Exercise task 1: According to the roadheader text, why do longitudinal cutting heads work well in hard rock? Answer in one to three sentences.
Exercise task 2: In the roadheader text, what material are the picks on the cutting drum made of?
Exercise task 3: Resume the text on roadheader components from where it stops.

Source excerpt:
* START *

Figure 1: Comparison of Roadheader Machine Excavation with Drilling and Blasting in a Mining Environment 

(Krzystof &Piotr, 2019).  


3 

Roadheader Technical Components 

Roadheaders are complex machines that consist of several key components that provide 

efficient excavation, mobility, and material handling. The main systems include the cutting 

head mechanism, hydraulic and electrical systems, and advanced navigation and control 

systems. 

Cutting Head Mechanism 

The cutting head is the primary excavation tool in a roadheader machine, responsible for 

breaking up rock and soil using mechanical force. It consists of a rotating drum equipped with 

multiple tungsten carbide picks strategically positioned to maximize cutting efficiency. The 

cutting process is accomplished through a combination of rotary motion and forward thrust, 

allowing the machine to effectively penetrate rock masses and break up their structure. 

Roadheaders are equipped with two main types of cutting heads: transverse and axial 

(longitudinal). Transverse heads have a horizontally oriented drum, which makes them 

particularly effective in soft rock, where wide, uniform cuts facilitate faster excavation. In 

contrast, longitudinal heads with a vertically rotating drum provide deeper penetration and high 

efficiency in hard rock, concentrating the cutting force on a smaller contact area. The choice of 

cutting head orientation is determined by the geological conditions of the excavation site and 

the requirements of the specific project. 

The efficiency of a cutting head depends on several factors, including tooth geometry, material 

composition, and cutting force distribution. Proper tooth spacing is critical to optimizing rock 

fragmentation and preventing excess energy consumption. Research shows that improper tooth 

spacing can lead to uneven force distribution, accelerated tool wear, and reduced overall 

excavation efficiency. In addition, advances in materials science, such as the use of 

polycrystalline diamond coatings, have improved tool wear resistance and extended tool life. 

Modern developments in automation and real-time monitoring have further improved cutting 

head efficiency. Sensor-based systems are now able to analyze cutting force data in real time, 

allowing automatic adjustments to the cutting parameters to optimize the process. Furthermore, 

the integration of water jet cutting technologies has proven effective in reducing cutting 

resistance, minimizing dust, and reducing the risk of cutting failure.

* END *

[Location labeling records]
* START *

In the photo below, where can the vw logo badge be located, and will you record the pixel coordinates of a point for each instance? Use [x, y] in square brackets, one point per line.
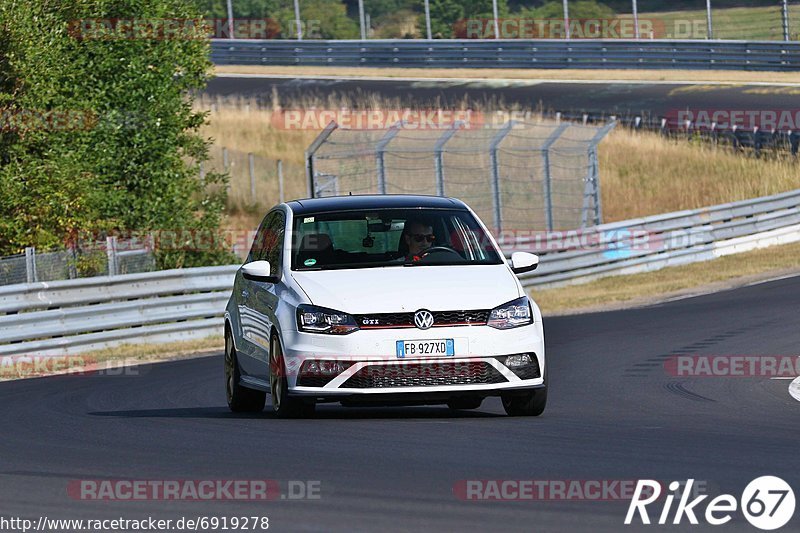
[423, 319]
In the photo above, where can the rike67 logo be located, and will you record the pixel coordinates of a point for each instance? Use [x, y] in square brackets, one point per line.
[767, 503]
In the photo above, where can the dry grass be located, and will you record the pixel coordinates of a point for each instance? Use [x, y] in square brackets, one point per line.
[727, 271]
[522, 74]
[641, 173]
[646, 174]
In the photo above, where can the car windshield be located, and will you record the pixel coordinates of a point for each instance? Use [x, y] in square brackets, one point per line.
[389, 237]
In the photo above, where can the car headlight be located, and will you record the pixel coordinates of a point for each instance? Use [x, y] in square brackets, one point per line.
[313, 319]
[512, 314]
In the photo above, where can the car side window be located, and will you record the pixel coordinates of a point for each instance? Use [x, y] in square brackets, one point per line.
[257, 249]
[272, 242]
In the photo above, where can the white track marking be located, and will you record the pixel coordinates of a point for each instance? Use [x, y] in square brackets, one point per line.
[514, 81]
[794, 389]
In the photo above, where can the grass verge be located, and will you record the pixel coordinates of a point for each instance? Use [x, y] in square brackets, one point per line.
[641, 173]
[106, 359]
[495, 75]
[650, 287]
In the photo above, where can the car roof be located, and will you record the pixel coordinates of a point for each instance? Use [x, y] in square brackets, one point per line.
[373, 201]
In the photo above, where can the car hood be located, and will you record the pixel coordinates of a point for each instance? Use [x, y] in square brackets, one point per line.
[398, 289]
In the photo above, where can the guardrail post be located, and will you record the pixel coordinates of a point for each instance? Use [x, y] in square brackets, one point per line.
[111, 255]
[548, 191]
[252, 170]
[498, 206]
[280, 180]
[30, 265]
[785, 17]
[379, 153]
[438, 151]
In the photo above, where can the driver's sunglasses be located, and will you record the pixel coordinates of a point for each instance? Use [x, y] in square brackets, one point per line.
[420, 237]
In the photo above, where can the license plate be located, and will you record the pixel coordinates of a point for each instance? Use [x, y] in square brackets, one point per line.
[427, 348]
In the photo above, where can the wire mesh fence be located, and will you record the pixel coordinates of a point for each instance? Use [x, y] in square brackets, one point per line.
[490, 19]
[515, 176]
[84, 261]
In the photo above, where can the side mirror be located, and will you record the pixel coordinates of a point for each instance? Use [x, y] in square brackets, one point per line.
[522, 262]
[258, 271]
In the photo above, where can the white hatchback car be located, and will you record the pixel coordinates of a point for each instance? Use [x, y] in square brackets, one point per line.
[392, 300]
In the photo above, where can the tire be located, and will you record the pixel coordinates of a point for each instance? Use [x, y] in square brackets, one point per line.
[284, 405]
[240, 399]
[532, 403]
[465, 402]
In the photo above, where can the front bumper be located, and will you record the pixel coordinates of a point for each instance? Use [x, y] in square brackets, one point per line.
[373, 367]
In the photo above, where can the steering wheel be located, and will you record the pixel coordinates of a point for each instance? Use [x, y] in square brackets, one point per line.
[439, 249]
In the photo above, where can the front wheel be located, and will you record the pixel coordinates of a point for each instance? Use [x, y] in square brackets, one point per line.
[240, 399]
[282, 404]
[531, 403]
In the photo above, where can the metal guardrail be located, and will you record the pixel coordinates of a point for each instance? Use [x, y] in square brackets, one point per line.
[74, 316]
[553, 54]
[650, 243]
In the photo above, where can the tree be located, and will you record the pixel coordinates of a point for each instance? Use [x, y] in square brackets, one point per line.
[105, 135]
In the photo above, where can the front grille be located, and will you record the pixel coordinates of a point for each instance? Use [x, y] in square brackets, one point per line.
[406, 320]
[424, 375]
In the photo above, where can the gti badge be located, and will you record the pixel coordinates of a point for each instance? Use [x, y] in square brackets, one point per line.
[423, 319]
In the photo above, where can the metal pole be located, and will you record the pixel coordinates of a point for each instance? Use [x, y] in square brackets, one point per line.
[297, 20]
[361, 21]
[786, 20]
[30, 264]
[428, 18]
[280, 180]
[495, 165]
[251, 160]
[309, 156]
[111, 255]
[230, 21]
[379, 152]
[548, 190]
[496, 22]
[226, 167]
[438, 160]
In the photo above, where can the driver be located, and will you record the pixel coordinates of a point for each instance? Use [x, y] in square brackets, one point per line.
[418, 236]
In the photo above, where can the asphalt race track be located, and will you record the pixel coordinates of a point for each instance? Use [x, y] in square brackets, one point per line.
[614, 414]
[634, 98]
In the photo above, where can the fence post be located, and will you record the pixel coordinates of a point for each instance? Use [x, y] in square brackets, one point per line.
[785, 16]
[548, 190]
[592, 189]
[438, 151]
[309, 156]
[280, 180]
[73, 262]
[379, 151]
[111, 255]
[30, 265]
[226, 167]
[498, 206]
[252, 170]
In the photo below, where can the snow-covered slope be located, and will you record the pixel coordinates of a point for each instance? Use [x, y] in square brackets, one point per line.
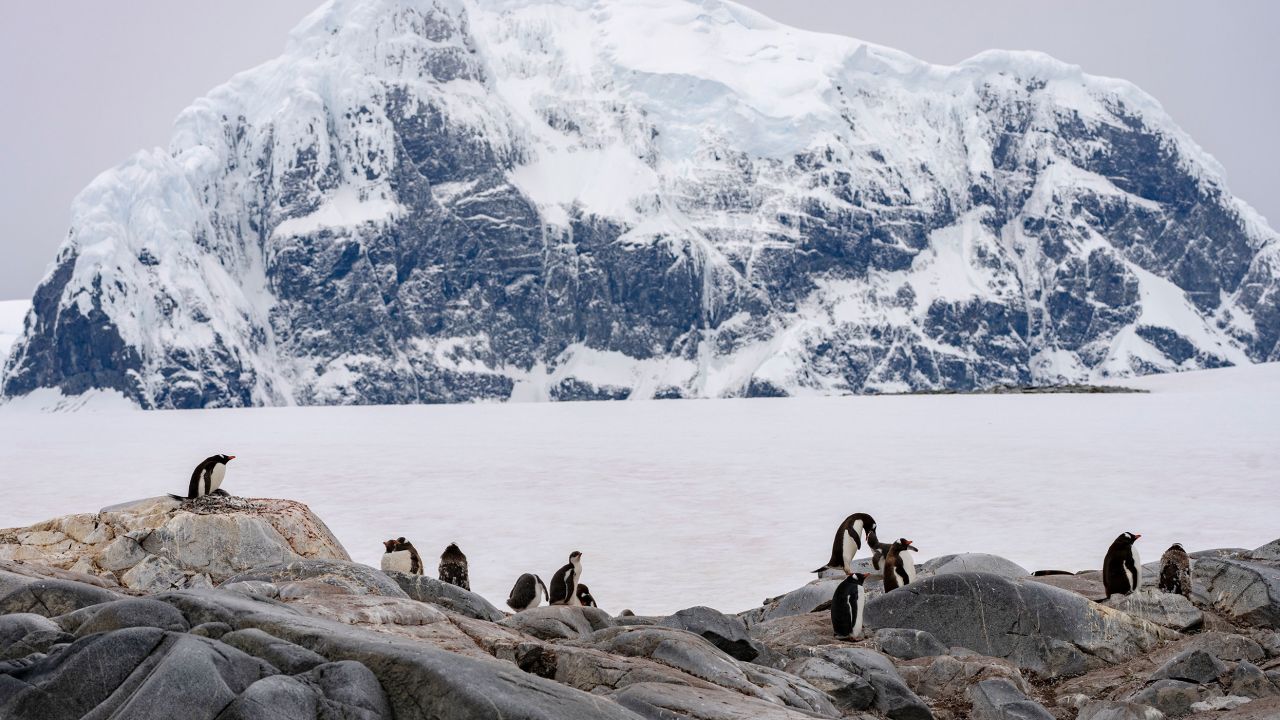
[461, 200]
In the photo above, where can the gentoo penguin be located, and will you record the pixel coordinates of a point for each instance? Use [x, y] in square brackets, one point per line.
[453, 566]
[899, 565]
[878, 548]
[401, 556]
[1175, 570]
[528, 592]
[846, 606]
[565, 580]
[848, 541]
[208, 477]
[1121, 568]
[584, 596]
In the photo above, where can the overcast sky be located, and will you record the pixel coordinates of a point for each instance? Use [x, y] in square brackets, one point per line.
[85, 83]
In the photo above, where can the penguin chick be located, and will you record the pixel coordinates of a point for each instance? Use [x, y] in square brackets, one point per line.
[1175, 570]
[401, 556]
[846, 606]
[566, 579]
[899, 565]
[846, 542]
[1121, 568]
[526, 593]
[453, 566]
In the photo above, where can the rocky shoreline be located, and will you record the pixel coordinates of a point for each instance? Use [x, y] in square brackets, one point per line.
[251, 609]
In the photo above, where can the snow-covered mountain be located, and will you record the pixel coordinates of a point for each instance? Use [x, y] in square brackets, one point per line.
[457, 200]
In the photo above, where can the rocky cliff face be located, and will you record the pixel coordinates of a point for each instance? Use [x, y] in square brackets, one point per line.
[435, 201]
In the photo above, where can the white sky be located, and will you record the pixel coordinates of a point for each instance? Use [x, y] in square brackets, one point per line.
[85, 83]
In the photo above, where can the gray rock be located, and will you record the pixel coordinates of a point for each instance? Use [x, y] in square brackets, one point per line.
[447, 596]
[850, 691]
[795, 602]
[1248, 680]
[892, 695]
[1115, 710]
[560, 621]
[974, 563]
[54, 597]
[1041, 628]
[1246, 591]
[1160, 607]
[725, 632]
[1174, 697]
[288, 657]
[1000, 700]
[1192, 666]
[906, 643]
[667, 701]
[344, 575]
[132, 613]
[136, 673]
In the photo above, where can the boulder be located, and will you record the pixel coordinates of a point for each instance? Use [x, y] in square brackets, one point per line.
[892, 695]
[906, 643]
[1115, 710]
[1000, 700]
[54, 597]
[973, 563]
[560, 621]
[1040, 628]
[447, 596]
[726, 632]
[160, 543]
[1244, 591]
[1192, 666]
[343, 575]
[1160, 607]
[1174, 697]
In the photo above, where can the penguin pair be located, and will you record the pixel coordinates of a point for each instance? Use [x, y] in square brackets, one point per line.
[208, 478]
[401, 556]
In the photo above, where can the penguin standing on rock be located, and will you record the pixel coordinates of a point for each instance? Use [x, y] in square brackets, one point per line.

* END *

Task response 1: Longitudinal heads have a vertically rotating drum that concentrates the cutting force on a smaller contact area. This gives them deeper penetration and high efficiency in hard rock.

Task response 2: Tungsten carbide.

Task response 3:
4 

Hydraulic and Electrical Systems 

The hydraulic and electrical systems of a roadheader machine play a critical role in its 

operational efficiency, providing the necessary power for excavation, maneuverability, and 

control. The hydraulic system is responsible for actuating the cutting head, controlling boom 

movement, and driving the machine’s crawler tracks. High-pressure hydraulic cylinders adjust 

the position of the cutting head, providing precise adjustments that improve excavation 

efficiency. The responsiveness of the hydraulic system directly affects cutting performance, 

especially in hard rock conditions where greater force is required to penetrate the rock mass. 

To optimize energy consumption, modern roadheader machines use variable displacement 

hydraulic pumps that dynamically adjust fluid flow based on cutting conditions. This allows 

hydraulic power to be used as efficiently as possible, reducing energy loss and extending the 

life of the machine. Additional advances in hydraulic drive design have improved machine 

stability, enabling the machine to maintain consistent cutting performance even in challenging 

geological conditions. 

The machine’s electrical system powers key components including the cutter head motor, 

integrated sensors and lighting. Programmable logic controllers (PLC) and advanced sensors 

are integrated into modern machine systems to improve accuracy and automate processes. 

Variable frequency drive systems dynamically change the cutter head speed, enabling the 

machine to adapt to changing rock conditions in real time. Remote monitoring capabilities 

provide continuous feedback on machine performance, facilitating predictive maintenance and 

reducing unplanned downtime. 

Navigation and control systems 

The integration of modern navigation and control systems has significantly improved the 

accuracy and efficiency of roadheader. Previously, traditional machines required skilled 

operators to manually adjust cutting parameters based on visual judgment and experience. 

However, modern machines are equipped with automated guidance systems that use 

geotechnical sensors, GPS, and laser scanning to improve cutting accuracy. 

Geotechnical sensors integrated into the machine continuously measure rock properties such as 

uniaxial compressive strength (UCS) and abrasiveness. These sensors provide real-time data, 

allowing adaptive control systems to dynamically adjust cutting force, speed, and tooth rotation. 


5 

The use of 3D mapping technologies further improves cutting accuracy by allowing operators 

to visualize the process and ensure compliance with tunnel or excavation design requirements.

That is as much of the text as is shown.